Collected data:
....
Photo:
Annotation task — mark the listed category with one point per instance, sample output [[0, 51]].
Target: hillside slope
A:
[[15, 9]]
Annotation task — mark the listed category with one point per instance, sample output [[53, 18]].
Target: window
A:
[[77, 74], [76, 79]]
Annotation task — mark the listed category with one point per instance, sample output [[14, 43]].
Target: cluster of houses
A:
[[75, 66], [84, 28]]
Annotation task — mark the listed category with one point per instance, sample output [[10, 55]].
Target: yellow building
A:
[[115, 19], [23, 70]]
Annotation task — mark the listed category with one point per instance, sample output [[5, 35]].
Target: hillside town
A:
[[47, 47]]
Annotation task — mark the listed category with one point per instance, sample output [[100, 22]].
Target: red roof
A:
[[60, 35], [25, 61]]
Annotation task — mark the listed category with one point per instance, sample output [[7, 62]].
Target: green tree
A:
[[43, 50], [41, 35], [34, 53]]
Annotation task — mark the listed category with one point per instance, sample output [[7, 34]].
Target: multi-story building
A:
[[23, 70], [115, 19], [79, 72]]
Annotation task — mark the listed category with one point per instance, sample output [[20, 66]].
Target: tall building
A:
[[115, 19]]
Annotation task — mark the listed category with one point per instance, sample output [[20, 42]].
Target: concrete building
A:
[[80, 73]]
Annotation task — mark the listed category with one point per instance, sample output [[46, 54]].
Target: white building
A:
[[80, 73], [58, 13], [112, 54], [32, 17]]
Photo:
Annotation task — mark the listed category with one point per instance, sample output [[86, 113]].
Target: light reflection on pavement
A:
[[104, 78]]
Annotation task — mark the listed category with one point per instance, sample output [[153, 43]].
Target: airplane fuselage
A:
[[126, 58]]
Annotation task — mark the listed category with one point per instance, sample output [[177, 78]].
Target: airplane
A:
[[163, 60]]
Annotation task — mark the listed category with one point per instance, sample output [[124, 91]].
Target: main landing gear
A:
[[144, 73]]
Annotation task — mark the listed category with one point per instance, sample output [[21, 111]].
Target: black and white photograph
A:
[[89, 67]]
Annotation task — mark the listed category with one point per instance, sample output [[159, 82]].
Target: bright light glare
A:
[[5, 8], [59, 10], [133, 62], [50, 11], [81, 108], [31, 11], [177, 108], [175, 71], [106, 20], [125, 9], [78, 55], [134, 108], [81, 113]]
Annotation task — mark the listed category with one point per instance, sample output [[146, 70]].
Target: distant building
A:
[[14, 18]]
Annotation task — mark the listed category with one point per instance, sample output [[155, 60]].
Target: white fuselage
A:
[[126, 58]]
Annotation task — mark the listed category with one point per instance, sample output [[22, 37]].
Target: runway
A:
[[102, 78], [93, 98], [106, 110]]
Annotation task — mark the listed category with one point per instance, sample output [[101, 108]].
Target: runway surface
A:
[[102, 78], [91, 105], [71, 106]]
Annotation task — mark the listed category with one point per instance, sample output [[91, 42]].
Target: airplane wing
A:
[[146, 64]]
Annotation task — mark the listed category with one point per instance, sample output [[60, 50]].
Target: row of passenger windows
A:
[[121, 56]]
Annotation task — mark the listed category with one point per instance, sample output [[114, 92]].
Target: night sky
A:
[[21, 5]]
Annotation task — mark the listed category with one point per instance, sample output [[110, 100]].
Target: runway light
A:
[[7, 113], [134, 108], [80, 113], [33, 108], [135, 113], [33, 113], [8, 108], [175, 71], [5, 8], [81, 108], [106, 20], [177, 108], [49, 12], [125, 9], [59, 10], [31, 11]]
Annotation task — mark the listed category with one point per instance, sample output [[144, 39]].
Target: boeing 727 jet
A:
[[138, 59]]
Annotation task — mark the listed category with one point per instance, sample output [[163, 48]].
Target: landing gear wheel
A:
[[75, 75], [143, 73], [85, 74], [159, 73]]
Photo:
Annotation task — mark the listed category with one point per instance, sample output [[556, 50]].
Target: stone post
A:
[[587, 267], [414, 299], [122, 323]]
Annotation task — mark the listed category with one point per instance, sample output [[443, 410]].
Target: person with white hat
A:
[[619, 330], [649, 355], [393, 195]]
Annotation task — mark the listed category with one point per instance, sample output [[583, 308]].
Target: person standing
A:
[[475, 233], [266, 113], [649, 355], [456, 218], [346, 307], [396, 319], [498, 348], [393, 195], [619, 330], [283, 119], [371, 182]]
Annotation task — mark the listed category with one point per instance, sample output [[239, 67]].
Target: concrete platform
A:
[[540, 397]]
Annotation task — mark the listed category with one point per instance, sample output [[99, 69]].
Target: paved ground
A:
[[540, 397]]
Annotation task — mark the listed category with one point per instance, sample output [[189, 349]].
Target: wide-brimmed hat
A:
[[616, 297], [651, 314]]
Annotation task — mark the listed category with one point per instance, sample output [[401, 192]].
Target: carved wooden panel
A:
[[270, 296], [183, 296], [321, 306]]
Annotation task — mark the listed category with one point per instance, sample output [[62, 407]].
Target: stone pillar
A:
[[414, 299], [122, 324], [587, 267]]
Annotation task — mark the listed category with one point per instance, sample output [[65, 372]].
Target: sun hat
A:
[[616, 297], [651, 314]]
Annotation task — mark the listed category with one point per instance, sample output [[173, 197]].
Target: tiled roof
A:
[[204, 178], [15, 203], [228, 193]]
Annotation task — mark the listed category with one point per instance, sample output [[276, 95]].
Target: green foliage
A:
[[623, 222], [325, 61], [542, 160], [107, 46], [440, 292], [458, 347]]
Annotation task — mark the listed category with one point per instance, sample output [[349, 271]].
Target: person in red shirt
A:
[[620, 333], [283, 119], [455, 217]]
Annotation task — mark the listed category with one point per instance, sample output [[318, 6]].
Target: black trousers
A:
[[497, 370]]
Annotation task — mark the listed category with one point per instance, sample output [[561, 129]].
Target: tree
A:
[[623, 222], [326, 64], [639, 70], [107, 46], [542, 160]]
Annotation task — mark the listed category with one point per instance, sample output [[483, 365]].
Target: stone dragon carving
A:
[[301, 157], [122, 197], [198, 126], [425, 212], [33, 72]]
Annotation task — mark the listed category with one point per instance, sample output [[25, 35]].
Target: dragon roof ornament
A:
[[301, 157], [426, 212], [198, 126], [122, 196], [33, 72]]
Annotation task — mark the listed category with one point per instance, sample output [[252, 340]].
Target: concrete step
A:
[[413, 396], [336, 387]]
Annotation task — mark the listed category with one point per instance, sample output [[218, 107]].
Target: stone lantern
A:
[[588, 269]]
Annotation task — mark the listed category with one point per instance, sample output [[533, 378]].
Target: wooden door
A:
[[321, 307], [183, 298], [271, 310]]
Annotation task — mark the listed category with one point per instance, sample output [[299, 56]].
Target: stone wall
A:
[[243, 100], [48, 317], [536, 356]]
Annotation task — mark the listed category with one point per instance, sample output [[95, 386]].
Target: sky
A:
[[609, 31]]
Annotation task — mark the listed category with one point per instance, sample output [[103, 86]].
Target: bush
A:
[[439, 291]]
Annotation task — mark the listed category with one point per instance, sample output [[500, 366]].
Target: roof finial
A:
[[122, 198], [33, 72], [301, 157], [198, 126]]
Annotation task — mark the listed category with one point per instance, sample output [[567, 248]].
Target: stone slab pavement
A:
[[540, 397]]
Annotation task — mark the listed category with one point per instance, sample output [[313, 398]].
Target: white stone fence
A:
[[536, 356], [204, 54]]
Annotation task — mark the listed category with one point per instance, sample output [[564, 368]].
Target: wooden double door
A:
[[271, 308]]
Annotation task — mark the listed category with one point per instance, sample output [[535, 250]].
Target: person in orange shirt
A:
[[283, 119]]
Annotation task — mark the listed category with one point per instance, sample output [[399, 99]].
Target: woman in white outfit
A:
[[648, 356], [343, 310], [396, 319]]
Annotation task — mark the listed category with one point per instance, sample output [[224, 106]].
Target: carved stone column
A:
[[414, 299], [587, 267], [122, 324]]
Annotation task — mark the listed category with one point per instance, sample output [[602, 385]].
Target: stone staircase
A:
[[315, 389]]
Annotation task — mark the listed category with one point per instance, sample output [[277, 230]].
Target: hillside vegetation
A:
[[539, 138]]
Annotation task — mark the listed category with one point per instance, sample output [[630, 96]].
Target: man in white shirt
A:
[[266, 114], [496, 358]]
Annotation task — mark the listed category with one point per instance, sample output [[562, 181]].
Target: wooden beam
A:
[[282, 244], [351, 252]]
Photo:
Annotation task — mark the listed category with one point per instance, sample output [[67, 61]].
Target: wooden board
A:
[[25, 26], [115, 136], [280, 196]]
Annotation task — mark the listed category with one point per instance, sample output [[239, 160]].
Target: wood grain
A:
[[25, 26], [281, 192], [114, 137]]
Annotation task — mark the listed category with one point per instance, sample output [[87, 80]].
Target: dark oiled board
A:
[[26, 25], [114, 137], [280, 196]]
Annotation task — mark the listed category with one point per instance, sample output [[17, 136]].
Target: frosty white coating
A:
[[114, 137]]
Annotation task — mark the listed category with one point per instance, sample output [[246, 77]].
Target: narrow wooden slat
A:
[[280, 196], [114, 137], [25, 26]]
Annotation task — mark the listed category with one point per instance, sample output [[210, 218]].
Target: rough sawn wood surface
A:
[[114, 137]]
....
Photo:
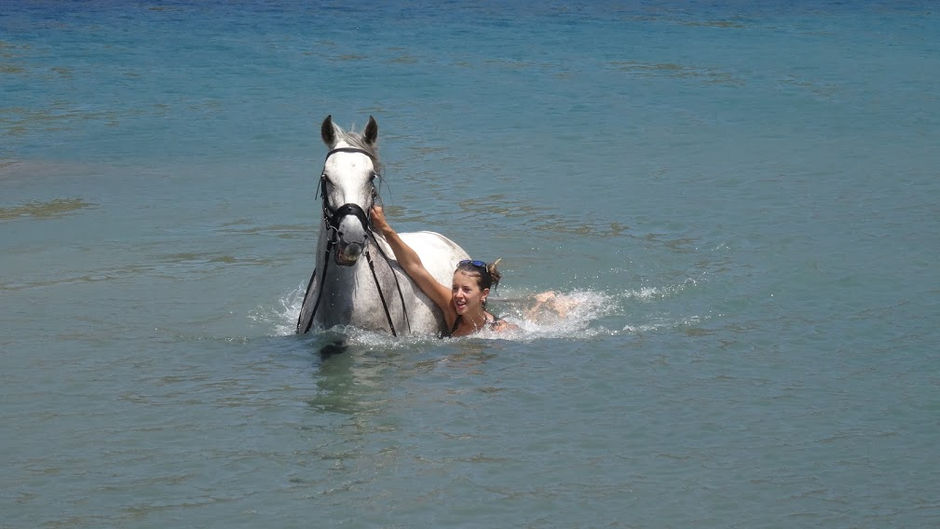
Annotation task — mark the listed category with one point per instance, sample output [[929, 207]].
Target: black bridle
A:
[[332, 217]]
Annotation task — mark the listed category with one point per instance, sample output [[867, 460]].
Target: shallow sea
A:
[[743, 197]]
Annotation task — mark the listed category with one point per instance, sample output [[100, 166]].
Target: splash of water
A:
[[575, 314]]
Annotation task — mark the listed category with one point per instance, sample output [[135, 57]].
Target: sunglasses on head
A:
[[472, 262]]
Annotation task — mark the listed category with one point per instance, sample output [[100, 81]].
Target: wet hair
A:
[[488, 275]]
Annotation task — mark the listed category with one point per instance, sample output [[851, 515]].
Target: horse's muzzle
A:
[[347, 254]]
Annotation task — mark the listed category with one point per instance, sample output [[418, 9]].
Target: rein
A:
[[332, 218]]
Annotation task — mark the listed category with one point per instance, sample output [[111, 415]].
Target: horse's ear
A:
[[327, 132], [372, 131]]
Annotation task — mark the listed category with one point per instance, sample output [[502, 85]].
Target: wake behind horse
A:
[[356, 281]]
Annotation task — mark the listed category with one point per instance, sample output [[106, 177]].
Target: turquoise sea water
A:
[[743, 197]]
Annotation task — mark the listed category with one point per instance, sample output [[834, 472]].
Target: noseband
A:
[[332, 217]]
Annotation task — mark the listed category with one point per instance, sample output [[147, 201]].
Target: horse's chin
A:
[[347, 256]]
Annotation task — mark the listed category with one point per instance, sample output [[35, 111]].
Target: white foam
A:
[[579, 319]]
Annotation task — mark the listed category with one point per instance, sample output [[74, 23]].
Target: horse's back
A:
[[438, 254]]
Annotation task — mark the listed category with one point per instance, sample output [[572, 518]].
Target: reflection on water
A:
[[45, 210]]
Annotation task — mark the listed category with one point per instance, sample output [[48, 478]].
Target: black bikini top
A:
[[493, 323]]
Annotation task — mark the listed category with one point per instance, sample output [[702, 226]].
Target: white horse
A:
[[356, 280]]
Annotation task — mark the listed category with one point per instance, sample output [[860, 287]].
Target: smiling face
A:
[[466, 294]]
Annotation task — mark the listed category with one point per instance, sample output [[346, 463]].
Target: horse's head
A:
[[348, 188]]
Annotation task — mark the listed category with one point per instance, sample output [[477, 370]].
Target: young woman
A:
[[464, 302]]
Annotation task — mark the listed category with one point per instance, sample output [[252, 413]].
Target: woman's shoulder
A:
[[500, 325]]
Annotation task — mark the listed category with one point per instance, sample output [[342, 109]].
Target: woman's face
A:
....
Exercise instructions:
Reproduce every line from the entries that holds the word "woman".

Expected answer:
Target: woman in white outfit
Target: young woman
Target: woman's shoulder
Target: woman's face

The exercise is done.